▶ Data for this task:

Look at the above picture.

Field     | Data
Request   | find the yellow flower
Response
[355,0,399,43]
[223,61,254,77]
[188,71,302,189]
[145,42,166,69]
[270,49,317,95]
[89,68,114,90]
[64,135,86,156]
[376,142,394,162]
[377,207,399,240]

▶ Written request: Recast each line of the items above as a JSON list of strings, one string per line, with blank lines omitted.

▶ Solution for this problem:
[
  "Look at the above picture.",
  "Field     | Data",
  "Request   | find the yellow flower",
  "Response",
  "[355,0,399,43]",
  "[223,61,254,77]",
  "[188,71,302,189]",
  "[145,42,166,69]",
  "[270,49,317,95]",
  "[89,68,114,90]",
  "[64,135,86,156]",
  "[376,142,394,162]",
  "[377,207,399,240]"
]